### INSTRUCTION 1
Decide whether each statement agrees with the Paulo Turra biography, answering yes or no and quoting the deciding words of the biography exactly: (a) Turra made his first-team debut with Caxias in 1991. (b) Turra's trial at Hibernian ended with him signing for the club. (c) Turra retired at the age of 34.
### INSTRUCTION 2
Reproduce a section of the Paulo Turra biography word for word, beginning at the words "Back to Caxias, Turra" and stopping after "the top tier.".
### INSTRUCTION 3
According to the Paulo Turra biography, whom did Turra replace as head coach of Esportivo?

Paulo César Turra (born 14 November 1973), known as Paulo Turra, is a Brazilian football coach and former player who played as a central defender. He is the current head coach of Athletico Paranaense.

Playing career
Born in Tuparendi, Rio Grande do Sul, Turra started playing football with local side Caxias, making his first team debut in 1991. In 1997, he moved on loan to Série A side Botafogo, but only featured rarely.

Back to Caxias, Turra helped his the side to win their first-ever Campeonato Gaúcho in 2000, under the management of Tite. On 5 July of that year, he joined Palmeiras in the top tier.

In July 2001, after winning the previous year's Copa dos Campeões and Copa Mercosur, Turra moved abroad and signed for Boavista in Portugal. He was runner-up of Primeira Liga once and played against young Cristiano Ronaldo, Sporting CP's player at that time; he also played for Boavista in a 2002–03 UEFA Cup semi-final against Celtic.

On 24 August 2004, Turra agreed to a one-year contract with Vitória de Guimarães, also in the Portuguese top tier. In January 2006, after falling down the pecking order, he went on a trial at Scottish side Hibernian, but nothing came of it.

In 2006, after his contract with Vitória expired, Turra returned to Brazil and joined Novo Hamburgo. Ahead of the 2007 season, he moved to Sertãozinho, but left the side for Avaí in March of that year.

Turra retired in December 2007, aged 34.

Coaching career
After retiring, Turra returned to Novo Hamburgo in 2008, as an assistant coach. On 27 February 2009, after head coach Gilmar Iser left for Juventude, he was named head coach of the club.

Turra was sacked on 26 October 2009, after a 4–1 loss to Brasil de Pelotas. The following January, he replaced Celso Freitas at the helm of Esportivo, but was dismissed on 8 March, with the club in an eight-match losing run.

### RECORD SET

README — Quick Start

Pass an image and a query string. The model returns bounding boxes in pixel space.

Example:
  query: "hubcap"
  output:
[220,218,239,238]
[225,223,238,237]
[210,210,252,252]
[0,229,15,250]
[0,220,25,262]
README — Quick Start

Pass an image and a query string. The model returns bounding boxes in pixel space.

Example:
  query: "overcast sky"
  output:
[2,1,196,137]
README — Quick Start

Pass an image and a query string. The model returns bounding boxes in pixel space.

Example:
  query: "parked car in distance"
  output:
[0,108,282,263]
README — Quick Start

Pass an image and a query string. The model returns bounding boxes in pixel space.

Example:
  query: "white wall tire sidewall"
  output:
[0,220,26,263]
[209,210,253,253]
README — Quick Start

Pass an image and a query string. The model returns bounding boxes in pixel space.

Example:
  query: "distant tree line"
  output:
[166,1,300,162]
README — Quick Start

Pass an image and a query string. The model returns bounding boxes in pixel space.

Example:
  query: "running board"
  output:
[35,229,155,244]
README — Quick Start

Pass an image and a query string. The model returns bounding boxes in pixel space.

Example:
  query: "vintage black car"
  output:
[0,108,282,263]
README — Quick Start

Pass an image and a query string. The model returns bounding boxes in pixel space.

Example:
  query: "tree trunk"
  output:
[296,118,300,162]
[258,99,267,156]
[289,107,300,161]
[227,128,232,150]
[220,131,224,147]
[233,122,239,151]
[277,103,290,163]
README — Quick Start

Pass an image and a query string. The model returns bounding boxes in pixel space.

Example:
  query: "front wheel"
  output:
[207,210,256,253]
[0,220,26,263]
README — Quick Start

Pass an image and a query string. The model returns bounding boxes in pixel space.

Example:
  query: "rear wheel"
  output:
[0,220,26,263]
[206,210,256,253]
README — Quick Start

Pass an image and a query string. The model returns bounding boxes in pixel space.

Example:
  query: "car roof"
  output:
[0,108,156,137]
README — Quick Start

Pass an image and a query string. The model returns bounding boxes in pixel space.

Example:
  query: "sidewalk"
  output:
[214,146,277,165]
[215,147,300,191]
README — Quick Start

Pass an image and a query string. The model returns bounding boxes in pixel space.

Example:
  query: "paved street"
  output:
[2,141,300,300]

### FINAL ANSWER 1
(a) Yes: "making his first team debut in 1991"
(b) No: "nothing came of it"
(c) Yes: "Turra retired in December 2007, aged 34."

### FINAL ANSWER 2
Back to Caxias, Turra helped his the side to win their first-ever Campeonato Gaúcho in 2000, under the management of Tite. On 5 July of that year, he joined Palmeiras in the top tier.

### FINAL ANSWER 3
Celso Freitas.